Update the data below by changing every "Subject" to "Target", leaving everything else the same.

-------

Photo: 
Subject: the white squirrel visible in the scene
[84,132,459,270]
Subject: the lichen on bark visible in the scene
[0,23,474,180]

-------

### WORKED ANSWER
Photo: 
Target: the white squirrel visible in the scene
[84,132,459,270]
Target: the lichen on bark visible in the scene
[0,23,474,180]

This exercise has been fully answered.